#### Data shown ####

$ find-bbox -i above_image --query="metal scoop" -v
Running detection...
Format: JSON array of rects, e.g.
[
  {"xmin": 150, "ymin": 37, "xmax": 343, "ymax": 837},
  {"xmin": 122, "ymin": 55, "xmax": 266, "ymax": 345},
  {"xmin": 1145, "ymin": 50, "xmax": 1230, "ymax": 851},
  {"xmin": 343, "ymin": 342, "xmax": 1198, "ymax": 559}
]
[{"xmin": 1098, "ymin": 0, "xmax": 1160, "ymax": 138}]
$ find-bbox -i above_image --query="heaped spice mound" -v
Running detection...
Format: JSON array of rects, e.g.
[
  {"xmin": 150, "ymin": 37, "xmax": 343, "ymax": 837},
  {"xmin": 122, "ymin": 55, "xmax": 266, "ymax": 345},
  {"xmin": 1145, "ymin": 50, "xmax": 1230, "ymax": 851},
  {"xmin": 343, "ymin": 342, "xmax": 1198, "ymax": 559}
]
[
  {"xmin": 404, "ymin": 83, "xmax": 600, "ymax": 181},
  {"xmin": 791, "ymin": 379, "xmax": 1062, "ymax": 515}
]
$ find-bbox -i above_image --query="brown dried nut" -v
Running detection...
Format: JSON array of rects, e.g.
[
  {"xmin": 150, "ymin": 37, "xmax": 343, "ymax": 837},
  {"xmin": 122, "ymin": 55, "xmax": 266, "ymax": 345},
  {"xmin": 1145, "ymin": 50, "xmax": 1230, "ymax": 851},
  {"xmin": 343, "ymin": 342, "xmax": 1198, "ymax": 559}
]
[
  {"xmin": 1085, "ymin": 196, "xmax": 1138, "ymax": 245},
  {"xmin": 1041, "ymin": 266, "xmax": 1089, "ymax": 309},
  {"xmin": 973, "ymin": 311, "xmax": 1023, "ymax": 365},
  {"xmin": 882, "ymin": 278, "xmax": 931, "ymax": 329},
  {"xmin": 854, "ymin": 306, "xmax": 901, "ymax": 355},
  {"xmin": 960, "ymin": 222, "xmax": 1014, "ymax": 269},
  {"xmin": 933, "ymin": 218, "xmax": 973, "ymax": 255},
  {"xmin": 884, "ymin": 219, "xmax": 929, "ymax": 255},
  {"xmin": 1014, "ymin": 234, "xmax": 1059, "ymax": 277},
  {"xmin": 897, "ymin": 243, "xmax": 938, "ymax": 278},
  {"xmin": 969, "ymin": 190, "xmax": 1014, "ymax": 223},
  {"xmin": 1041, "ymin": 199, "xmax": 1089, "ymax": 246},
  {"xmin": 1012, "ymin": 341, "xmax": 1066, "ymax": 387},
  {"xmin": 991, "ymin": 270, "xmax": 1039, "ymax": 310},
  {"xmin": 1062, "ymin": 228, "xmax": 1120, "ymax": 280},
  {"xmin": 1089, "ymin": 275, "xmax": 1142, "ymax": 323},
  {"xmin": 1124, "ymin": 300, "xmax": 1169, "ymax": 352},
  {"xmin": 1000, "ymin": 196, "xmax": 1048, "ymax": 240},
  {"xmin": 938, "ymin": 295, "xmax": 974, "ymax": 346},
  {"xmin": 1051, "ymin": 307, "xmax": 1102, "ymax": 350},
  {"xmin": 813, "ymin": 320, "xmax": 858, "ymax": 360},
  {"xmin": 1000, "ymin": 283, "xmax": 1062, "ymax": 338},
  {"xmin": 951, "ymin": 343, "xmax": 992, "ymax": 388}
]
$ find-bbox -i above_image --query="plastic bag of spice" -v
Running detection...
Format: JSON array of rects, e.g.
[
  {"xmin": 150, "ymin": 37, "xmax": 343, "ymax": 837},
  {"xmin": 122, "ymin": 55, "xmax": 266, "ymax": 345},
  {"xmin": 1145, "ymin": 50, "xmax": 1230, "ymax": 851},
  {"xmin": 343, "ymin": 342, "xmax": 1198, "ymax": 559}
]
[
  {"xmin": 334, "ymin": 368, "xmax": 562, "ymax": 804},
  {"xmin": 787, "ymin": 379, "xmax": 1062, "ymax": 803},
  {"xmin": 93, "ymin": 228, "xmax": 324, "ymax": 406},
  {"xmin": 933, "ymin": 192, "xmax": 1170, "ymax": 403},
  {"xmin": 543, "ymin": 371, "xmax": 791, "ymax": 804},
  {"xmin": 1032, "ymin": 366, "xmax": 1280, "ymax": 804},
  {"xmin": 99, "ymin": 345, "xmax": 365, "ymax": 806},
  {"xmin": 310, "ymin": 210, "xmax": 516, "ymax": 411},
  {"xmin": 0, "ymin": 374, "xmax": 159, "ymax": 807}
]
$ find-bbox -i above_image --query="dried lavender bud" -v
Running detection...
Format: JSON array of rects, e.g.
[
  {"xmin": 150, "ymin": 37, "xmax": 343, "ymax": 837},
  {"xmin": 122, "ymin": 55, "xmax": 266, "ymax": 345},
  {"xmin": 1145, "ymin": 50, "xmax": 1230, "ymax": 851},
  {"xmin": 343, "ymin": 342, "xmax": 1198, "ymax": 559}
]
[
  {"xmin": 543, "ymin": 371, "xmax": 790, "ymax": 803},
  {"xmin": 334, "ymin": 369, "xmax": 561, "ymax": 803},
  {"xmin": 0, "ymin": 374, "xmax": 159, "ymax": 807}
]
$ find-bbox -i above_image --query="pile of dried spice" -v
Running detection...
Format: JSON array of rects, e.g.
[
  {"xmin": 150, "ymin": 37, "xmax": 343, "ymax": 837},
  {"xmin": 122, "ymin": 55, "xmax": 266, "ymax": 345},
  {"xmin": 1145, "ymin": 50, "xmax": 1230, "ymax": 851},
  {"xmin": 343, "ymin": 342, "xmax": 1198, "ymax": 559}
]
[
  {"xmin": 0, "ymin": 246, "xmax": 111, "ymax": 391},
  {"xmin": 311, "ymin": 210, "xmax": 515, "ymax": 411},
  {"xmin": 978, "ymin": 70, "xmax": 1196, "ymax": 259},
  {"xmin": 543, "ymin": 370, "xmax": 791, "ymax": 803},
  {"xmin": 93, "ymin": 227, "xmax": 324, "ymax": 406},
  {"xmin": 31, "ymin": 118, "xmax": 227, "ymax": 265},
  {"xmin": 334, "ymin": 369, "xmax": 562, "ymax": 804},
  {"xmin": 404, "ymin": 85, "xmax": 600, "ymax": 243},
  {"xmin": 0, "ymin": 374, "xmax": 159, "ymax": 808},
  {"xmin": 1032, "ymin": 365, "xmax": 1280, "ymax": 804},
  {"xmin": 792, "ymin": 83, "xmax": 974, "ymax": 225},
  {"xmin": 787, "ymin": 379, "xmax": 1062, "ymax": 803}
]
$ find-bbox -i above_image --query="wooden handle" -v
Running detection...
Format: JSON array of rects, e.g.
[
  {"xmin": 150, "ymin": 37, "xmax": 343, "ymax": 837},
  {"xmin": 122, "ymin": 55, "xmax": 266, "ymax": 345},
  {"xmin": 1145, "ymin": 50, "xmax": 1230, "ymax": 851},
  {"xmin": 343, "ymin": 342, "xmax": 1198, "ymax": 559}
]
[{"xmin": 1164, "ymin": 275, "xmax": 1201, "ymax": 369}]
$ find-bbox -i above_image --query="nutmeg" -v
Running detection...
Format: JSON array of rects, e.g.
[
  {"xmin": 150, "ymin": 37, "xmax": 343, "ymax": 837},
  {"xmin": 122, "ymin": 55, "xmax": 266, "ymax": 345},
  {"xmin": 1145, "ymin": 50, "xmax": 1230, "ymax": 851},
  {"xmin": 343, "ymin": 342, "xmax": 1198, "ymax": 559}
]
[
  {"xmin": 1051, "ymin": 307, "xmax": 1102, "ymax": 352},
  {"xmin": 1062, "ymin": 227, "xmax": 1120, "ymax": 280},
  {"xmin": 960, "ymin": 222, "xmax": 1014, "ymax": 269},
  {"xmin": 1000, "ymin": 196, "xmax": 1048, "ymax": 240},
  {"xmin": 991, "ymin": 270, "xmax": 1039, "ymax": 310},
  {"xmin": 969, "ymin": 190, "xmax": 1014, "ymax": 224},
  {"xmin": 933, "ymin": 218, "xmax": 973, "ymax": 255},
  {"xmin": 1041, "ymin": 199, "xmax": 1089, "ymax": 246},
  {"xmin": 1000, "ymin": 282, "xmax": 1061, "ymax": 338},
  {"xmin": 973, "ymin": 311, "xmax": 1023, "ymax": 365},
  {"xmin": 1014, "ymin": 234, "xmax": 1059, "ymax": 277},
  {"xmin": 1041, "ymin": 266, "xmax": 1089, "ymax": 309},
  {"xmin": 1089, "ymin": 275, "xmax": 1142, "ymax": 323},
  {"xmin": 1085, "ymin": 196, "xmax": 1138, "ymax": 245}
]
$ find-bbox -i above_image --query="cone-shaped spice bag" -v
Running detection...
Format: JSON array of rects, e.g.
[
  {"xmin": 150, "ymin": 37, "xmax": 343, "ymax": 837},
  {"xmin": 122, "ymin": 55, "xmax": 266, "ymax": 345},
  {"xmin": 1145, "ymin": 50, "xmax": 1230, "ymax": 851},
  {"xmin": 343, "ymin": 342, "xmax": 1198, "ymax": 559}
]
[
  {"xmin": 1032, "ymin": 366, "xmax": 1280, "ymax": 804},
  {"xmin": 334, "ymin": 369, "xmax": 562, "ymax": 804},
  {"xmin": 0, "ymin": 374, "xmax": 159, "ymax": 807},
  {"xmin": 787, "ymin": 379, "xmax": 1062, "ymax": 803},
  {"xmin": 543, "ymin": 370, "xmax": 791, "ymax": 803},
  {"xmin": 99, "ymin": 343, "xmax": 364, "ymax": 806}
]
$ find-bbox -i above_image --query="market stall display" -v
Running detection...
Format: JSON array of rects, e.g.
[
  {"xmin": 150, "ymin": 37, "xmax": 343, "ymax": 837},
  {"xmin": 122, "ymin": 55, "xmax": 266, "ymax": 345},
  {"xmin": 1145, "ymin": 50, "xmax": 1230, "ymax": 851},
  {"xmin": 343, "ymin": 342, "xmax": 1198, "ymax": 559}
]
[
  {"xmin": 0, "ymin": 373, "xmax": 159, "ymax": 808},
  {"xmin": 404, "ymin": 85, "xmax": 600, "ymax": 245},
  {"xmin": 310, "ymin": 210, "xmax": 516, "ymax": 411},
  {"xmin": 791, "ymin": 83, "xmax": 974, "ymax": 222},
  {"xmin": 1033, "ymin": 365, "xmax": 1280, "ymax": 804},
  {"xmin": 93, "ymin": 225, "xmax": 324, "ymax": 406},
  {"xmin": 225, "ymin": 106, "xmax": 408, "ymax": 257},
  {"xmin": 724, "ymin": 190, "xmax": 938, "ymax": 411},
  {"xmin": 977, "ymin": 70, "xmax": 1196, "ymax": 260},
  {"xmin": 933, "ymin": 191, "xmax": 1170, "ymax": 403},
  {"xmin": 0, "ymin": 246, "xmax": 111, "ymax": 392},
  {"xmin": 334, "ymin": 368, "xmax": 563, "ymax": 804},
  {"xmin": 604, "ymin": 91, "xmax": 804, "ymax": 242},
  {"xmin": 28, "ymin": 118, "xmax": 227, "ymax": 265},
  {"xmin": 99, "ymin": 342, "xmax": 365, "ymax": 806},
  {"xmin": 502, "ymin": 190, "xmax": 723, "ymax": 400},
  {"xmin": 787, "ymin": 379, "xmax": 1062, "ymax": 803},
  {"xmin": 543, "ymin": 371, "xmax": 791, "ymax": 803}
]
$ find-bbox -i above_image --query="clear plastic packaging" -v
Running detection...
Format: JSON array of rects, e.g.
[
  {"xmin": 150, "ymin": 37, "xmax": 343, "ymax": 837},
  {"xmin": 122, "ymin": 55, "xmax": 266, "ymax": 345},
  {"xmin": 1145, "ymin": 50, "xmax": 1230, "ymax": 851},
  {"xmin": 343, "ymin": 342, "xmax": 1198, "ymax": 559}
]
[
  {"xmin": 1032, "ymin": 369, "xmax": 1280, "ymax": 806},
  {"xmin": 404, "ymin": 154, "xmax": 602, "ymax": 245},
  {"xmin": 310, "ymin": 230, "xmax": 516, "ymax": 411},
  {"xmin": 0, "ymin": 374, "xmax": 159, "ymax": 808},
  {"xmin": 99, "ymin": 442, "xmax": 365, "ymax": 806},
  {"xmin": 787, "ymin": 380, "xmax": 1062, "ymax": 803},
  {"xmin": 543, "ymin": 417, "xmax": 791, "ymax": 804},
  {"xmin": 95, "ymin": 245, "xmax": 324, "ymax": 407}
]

####

▸ Goal:
Which lines of the records above contain the word "plastic"? Return each such line in full, with case counting.

▸ Output:
$ find-bbox -i above_image --query="plastic bag of spice" -v
$ find-bbox -i above_image --query="clear plastic packaging" -v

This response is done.